Your task:
Set out the records as a numbered list, from the very first line through the line containing "pixel 219 226", including that line. Skip blank lines and leave the pictures out.

++++ Excerpted records

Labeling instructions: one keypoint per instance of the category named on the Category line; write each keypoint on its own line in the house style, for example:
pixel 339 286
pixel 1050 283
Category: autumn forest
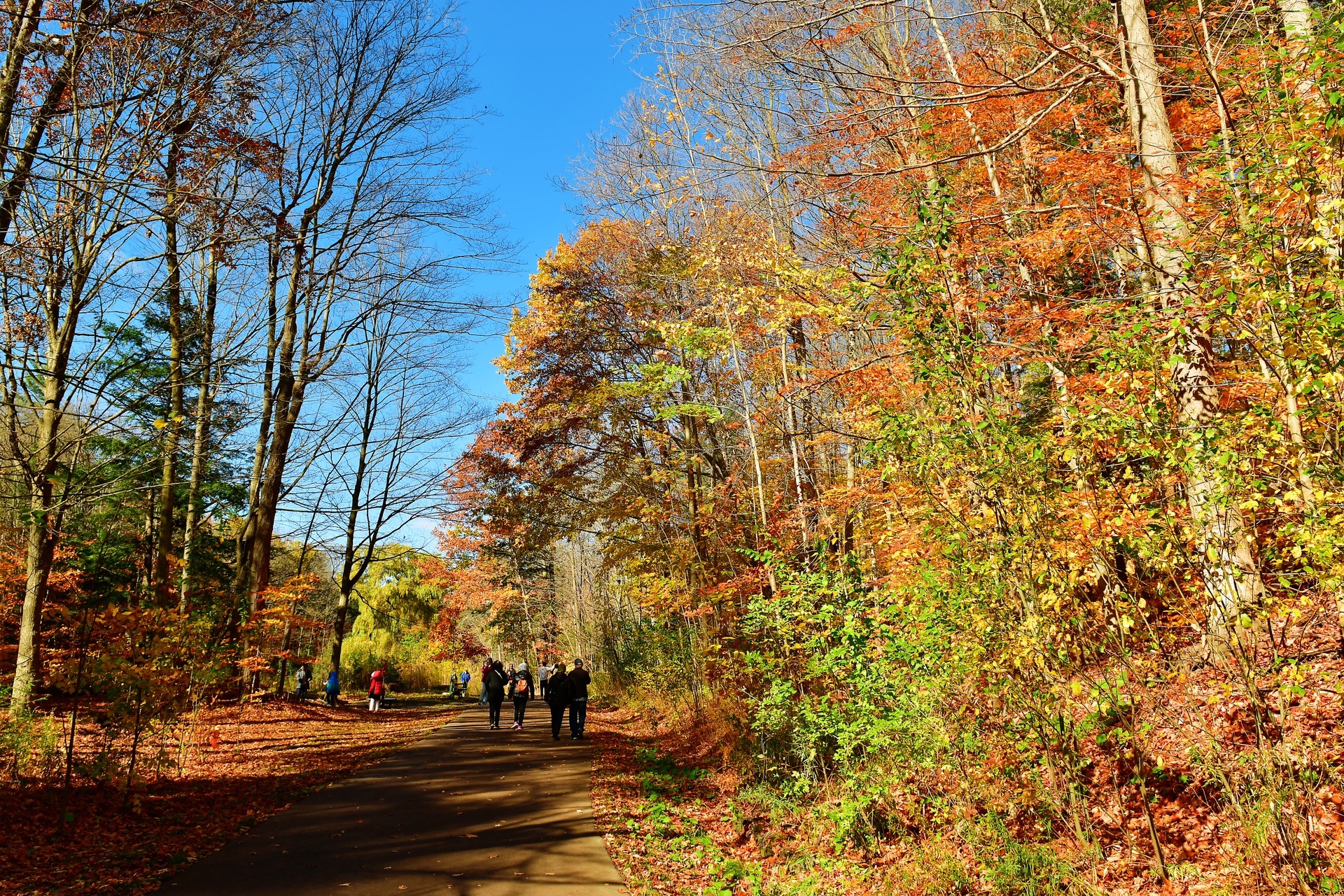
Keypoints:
pixel 930 435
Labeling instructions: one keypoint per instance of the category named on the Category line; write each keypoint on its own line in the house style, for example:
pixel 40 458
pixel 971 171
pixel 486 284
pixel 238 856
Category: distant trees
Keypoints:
pixel 968 349
pixel 219 226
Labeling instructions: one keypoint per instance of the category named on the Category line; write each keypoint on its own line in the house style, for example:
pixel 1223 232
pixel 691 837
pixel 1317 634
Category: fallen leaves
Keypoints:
pixel 253 762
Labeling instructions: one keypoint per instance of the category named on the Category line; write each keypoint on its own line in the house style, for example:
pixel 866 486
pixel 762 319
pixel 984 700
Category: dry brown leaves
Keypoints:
pixel 246 763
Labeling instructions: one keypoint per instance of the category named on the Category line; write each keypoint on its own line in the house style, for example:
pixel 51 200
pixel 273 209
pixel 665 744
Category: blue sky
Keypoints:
pixel 549 73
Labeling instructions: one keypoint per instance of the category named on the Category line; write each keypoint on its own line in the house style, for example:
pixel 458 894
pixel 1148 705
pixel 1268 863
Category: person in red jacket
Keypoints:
pixel 377 690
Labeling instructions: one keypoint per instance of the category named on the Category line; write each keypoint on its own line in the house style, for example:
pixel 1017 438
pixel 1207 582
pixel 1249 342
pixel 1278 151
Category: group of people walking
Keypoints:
pixel 559 688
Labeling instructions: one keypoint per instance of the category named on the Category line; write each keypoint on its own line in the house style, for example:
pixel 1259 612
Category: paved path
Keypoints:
pixel 467 811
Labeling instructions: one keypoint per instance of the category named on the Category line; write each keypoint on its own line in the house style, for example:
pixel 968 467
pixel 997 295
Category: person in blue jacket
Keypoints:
pixel 332 688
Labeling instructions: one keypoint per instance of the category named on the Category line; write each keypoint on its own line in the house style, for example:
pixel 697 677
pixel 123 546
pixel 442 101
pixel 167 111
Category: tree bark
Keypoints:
pixel 1224 543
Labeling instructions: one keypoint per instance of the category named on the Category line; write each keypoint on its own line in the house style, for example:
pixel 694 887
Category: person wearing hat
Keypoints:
pixel 580 680
pixel 332 688
pixel 495 685
pixel 522 692
pixel 375 691
pixel 558 695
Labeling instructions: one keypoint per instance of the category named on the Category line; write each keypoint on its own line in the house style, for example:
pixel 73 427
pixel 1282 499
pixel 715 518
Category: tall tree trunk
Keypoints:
pixel 1224 543
pixel 172 425
pixel 204 407
pixel 350 575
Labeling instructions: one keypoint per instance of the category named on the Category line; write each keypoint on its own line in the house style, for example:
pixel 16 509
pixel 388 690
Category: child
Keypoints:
pixel 375 691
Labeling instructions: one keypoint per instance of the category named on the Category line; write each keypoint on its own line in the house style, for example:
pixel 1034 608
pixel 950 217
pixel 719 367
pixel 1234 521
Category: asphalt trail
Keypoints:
pixel 467 811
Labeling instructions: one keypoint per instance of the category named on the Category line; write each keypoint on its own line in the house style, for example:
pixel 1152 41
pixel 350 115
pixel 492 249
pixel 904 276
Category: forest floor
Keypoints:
pixel 248 763
pixel 680 817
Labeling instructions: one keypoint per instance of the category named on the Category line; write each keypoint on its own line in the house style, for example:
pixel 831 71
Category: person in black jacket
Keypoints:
pixel 580 680
pixel 558 695
pixel 522 692
pixel 493 688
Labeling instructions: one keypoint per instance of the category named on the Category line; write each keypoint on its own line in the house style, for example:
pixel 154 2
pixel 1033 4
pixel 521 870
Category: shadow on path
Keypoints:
pixel 467 811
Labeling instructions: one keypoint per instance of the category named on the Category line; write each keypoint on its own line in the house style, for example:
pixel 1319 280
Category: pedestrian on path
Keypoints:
pixel 377 690
pixel 558 695
pixel 332 688
pixel 522 694
pixel 486 672
pixel 493 687
pixel 580 680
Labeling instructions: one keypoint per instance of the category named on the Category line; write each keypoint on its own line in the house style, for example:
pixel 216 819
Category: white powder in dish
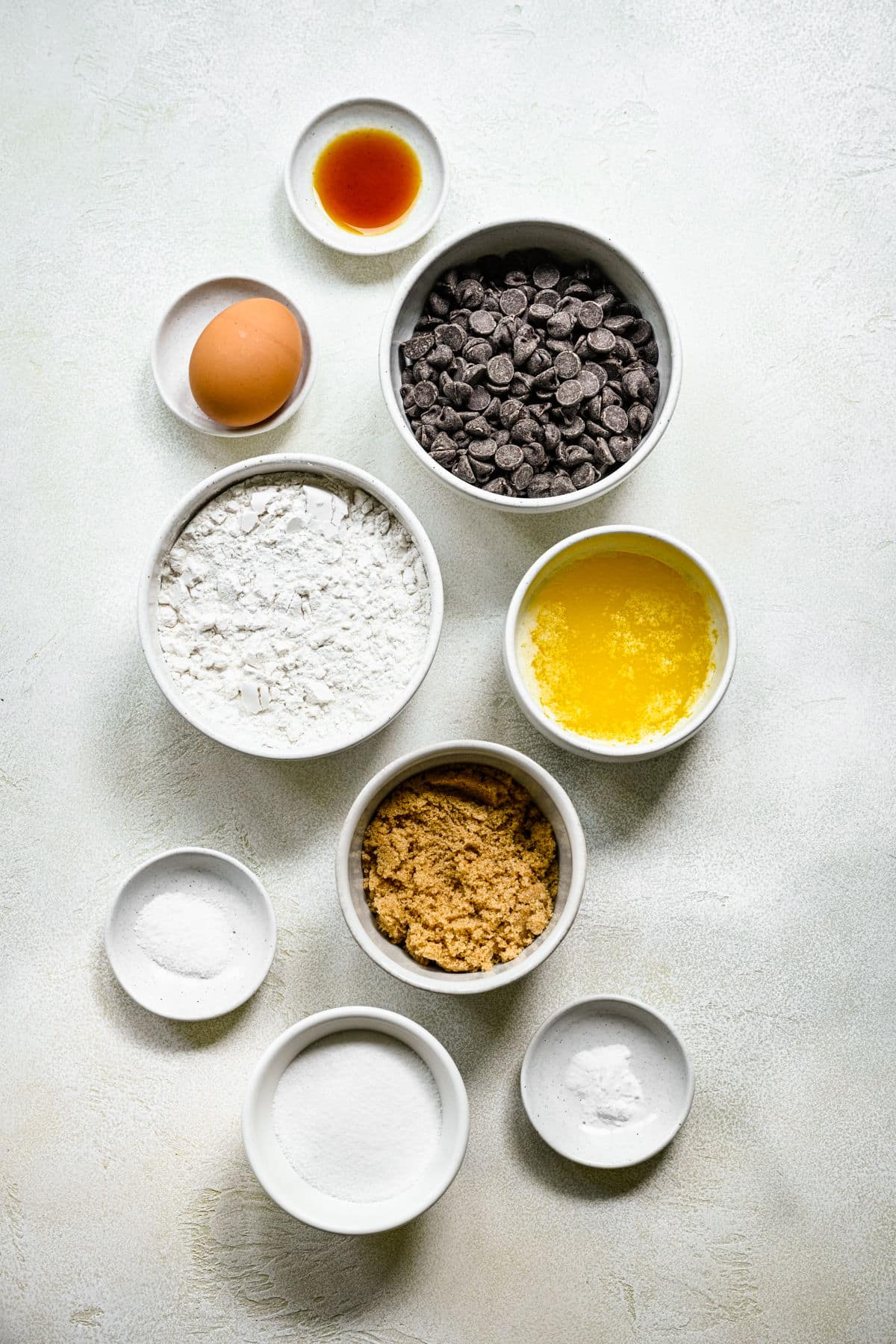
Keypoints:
pixel 186 934
pixel 293 609
pixel 358 1115
pixel 608 1090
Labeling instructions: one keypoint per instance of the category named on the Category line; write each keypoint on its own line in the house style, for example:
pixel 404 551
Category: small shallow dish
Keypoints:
pixel 571 853
pixel 287 1189
pixel 173 526
pixel 657 1060
pixel 181 327
pixel 240 897
pixel 640 541
pixel 359 114
pixel 568 242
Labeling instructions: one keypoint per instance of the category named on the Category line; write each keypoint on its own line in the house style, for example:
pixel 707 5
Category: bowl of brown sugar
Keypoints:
pixel 461 867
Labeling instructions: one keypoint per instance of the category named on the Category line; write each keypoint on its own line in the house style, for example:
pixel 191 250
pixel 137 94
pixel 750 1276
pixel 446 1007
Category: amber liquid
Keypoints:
pixel 367 181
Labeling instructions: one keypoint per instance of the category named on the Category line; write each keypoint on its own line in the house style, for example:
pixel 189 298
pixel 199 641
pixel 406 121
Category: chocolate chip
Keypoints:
pixel 469 293
pixel 590 315
pixel 450 335
pixel 514 302
pixel 620 324
pixel 622 447
pixel 541 485
pixel 546 276
pixel 500 370
pixel 482 323
pixel 615 420
pixel 585 476
pixel 418 346
pixel 559 326
pixel 570 393
pixel 561 484
pixel 640 418
pixel 511 411
pixel 464 470
pixel 635 382
pixel 601 340
pixel 508 457
pixel 568 364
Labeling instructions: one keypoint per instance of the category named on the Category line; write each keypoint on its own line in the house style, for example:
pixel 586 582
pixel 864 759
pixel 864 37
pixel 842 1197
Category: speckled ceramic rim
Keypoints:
pixel 375 944
pixel 207 490
pixel 305 376
pixel 609 1003
pixel 281 1053
pixel 481 241
pixel 260 895
pixel 600 750
pixel 367 245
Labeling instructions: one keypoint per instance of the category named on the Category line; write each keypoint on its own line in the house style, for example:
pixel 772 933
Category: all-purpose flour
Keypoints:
pixel 359 1116
pixel 293 609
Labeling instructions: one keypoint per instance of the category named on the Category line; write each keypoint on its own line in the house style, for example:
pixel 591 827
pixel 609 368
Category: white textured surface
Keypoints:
pixel 742 885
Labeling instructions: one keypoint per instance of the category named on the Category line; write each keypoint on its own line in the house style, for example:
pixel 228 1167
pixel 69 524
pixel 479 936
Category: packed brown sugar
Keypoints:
pixel 461 867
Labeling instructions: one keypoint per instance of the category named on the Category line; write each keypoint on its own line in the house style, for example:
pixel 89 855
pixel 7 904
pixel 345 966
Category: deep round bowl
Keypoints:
pixel 181 327
pixel 299 1196
pixel 640 541
pixel 568 242
pixel 173 526
pixel 556 806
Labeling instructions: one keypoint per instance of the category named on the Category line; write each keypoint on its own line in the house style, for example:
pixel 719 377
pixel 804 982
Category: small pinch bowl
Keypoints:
pixel 181 327
pixel 356 114
pixel 299 1196
pixel 187 998
pixel 570 242
pixel 638 541
pixel 660 1062
pixel 571 853
pixel 200 495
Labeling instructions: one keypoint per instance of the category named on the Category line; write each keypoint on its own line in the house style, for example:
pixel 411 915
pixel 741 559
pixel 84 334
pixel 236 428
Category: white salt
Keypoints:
pixel 358 1116
pixel 186 934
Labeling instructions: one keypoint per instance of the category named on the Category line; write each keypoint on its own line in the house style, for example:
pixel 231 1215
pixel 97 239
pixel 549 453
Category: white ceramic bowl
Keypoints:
pixel 640 541
pixel 567 241
pixel 299 1196
pixel 173 526
pixel 657 1061
pixel 181 327
pixel 554 803
pixel 240 897
pixel 355 114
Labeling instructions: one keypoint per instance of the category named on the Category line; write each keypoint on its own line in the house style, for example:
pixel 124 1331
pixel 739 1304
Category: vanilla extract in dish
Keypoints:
pixel 367 181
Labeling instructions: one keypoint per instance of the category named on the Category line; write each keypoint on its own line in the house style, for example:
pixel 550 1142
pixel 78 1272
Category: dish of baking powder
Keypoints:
pixel 609 1093
pixel 293 609
pixel 358 1116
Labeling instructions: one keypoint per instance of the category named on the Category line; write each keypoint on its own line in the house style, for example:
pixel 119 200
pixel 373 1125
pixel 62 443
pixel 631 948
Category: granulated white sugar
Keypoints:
pixel 358 1115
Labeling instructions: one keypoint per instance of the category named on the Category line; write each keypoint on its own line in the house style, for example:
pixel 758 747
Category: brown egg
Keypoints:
pixel 246 362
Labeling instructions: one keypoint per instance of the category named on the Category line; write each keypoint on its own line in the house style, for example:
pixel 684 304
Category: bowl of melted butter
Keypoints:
pixel 620 643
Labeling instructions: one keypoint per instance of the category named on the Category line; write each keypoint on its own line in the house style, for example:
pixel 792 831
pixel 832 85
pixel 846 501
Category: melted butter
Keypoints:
pixel 621 647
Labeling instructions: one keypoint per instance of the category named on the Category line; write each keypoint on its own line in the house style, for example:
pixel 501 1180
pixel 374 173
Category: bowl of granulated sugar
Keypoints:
pixel 356 1120
pixel 290 606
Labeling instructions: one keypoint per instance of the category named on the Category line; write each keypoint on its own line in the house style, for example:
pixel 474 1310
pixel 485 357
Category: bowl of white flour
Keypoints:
pixel 290 606
pixel 356 1120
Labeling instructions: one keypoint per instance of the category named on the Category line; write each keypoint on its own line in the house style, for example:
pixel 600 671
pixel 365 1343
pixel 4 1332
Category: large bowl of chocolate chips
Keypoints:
pixel 529 364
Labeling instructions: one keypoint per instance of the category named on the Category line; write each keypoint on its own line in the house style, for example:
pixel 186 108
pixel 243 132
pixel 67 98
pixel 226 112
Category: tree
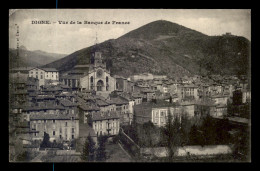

++++++++

Full response:
1. Labeling instructions: one keypoint per instance of the category named on the Category line; write each keypoint on its own line in the house style, for example:
2. pixel 339 286
3. pixel 1050 283
4. Category: autumn forest
5. Keypoints:
6. pixel 930 435
7. Labeling instructions: one keypoint per instance of the category named on the Category line; write each keypoint on its own line in the house style, for example:
8. pixel 40 458
9. pixel 971 171
10. pixel 486 284
11. pixel 238 856
12. Category: distant trees
13. Keypoints:
14. pixel 968 349
15. pixel 219 226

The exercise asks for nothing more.